● Work item:
The output should contain the listing word for word and no pictures.

● Provided records:
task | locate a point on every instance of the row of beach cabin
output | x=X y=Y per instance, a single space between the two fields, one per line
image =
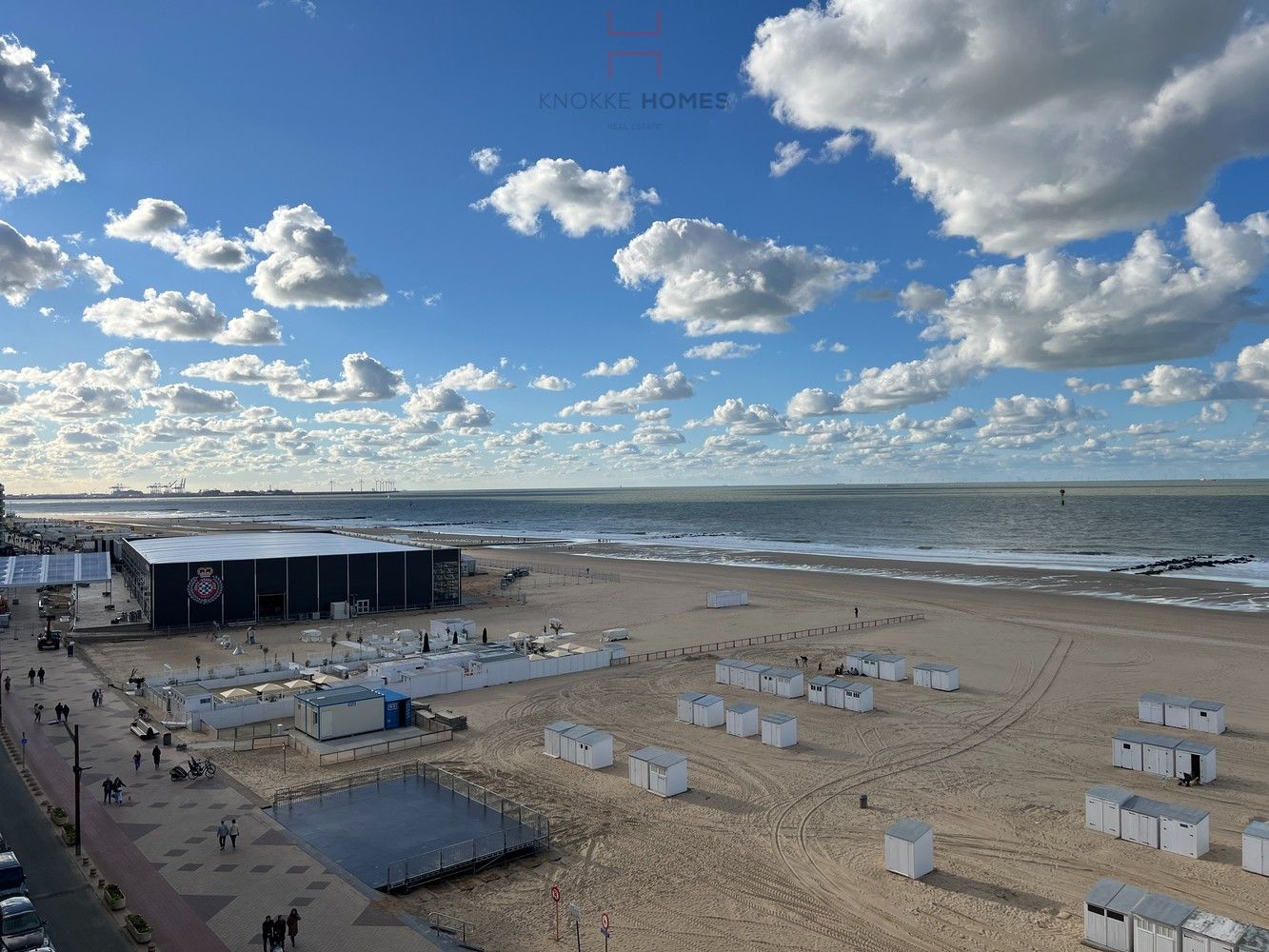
x=1120 y=918
x=1122 y=814
x=1164 y=757
x=579 y=744
x=1183 y=712
x=781 y=682
x=778 y=730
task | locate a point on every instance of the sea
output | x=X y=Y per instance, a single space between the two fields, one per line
x=1067 y=527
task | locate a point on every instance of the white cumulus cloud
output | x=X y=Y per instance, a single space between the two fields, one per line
x=1029 y=125
x=579 y=200
x=38 y=125
x=715 y=281
x=307 y=265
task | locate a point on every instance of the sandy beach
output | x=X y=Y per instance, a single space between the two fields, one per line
x=769 y=848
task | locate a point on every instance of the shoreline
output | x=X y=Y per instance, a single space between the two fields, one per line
x=1225 y=596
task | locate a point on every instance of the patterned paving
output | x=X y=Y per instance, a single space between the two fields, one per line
x=269 y=874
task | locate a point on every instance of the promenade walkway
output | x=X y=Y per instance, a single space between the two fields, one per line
x=160 y=845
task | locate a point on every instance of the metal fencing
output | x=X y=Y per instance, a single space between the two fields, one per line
x=580 y=575
x=769 y=639
x=532 y=832
x=525 y=830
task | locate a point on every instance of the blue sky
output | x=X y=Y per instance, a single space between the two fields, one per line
x=886 y=259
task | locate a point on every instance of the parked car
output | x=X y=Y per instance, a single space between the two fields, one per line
x=12 y=880
x=20 y=927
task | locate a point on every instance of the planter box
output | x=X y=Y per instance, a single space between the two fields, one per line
x=141 y=939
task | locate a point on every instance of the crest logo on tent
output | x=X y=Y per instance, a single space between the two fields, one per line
x=206 y=586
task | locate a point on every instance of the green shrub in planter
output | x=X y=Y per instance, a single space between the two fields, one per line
x=113 y=897
x=137 y=927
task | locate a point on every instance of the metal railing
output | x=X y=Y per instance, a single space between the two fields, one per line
x=460 y=929
x=769 y=639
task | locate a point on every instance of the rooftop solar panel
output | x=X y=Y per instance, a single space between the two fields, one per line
x=30 y=571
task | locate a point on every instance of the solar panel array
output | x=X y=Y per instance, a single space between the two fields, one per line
x=18 y=571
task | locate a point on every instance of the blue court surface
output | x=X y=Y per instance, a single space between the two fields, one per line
x=404 y=829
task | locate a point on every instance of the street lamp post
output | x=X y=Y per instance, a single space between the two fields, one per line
x=77 y=771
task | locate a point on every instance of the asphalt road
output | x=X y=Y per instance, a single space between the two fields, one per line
x=76 y=918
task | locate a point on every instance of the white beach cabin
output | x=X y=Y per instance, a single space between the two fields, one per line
x=751 y=677
x=782 y=682
x=941 y=677
x=910 y=848
x=662 y=772
x=1256 y=847
x=1196 y=758
x=1177 y=711
x=780 y=730
x=1176 y=829
x=1157 y=923
x=1101 y=806
x=568 y=742
x=816 y=689
x=727 y=598
x=871 y=664
x=849 y=696
x=1208 y=932
x=743 y=720
x=1108 y=913
x=1150 y=707
x=551 y=737
x=594 y=750
x=1207 y=716
x=684 y=707
x=708 y=711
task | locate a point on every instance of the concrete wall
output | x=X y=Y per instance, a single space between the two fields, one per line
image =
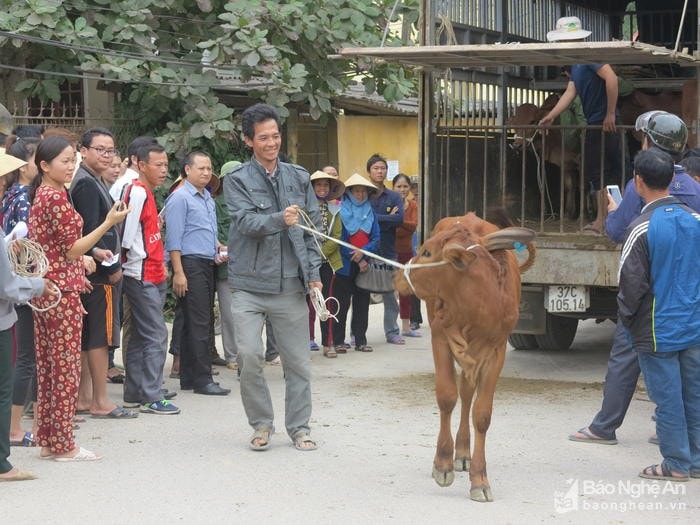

● Your response:
task | locate a point on every instance of the row of beach cabin
output | x=X y=Y per instance, a single space between the two fields, one per line
image =
x=1120 y=918
x=1122 y=814
x=1164 y=757
x=579 y=744
x=1183 y=712
x=781 y=682
x=778 y=730
task | locate a point on every instance of the sea
output | x=X y=Y per instance, a single space between the two fields, one per line
x=1067 y=527
task | locate a point on every instance of the white cumulus cloud
output | x=X y=Y per instance, a single space between the two fields, one per line
x=1029 y=125
x=579 y=200
x=38 y=125
x=715 y=281
x=307 y=265
task | locate a point on every instance of the sandy beach
output | x=X y=Y per instance, a single space between the two fields, one per line
x=769 y=848
task | locate a point on every instance of the shoreline
output | x=X y=Y per instance, a single space between the two fields, one per line
x=1225 y=596
task | locate a point on every instance of the patterned paving
output | x=X y=Y per instance, a single space between the two fields, one per line
x=269 y=874
task | locate a point on every instance of the promenade walkway
output | x=X y=Y per instance, a single space between the two fields, one per line
x=160 y=845
task | locate a point on every instance of the metal fencing
output | x=X y=Y per instance, a single space between the two fields, one per line
x=580 y=575
x=769 y=639
x=532 y=832
x=525 y=830
task | locate a point on every instance of the blue sky
output | x=X y=Y per instance, a single space between the two fields, one per line
x=886 y=259
task | locate a point on every instance of the parked car
output | x=X y=Y per instance, a single space between the two fields, one per line
x=12 y=880
x=20 y=927
task | locate a point on every instance of the planter box
output | x=X y=Y per instance, a single space between the two fields, one per line
x=141 y=939
task | locate a point on every instance of the crest logo on tent
output | x=X y=Y per instance, a single space between the two fields, one per line
x=206 y=586
task | locate a point on every instance of the green shrub in planter
output | x=X y=Y per instance, a single space between the two fields, one per line
x=113 y=897
x=137 y=927
task | locate a point on every instance of the metal railing
output | x=X y=Y per instance, a single space between the two fields, one per line
x=460 y=929
x=769 y=639
task | locate a point on every instance of the rooftop solar panel
output | x=X y=Y per instance, a single space between the two fields, one per line
x=30 y=571
task | locate a point on every instance of the solar panel array
output | x=X y=Y per instance, a single space between the two fields, one per line
x=18 y=571
task | locate a point on every instance of the blue court surface
output | x=X y=Y per instance, a single space between the two fields, one per line
x=404 y=829
task | locate a point on every instance of the street lamp post
output | x=X y=Y per instance, a single space between the two fields, one per line
x=77 y=771
task | locate a point on every instance of the asphalt road
output | x=X y=Y per instance, a single space between the two fields, one per line
x=76 y=918
task | locate a point on every instance of the white beach cabin
output | x=X y=Y per instance, a single space between the two fields, one per line
x=751 y=677
x=782 y=682
x=941 y=677
x=910 y=848
x=662 y=772
x=1256 y=847
x=1196 y=758
x=1177 y=711
x=780 y=730
x=1176 y=829
x=1157 y=923
x=1101 y=806
x=568 y=742
x=816 y=689
x=727 y=598
x=871 y=664
x=849 y=696
x=1208 y=932
x=743 y=720
x=1108 y=913
x=1150 y=707
x=551 y=737
x=594 y=750
x=1207 y=716
x=684 y=707
x=708 y=711
task | locate a point on every instance of the concrete wall
output | x=X y=Y per instance, a single space between the two fields, one per line
image =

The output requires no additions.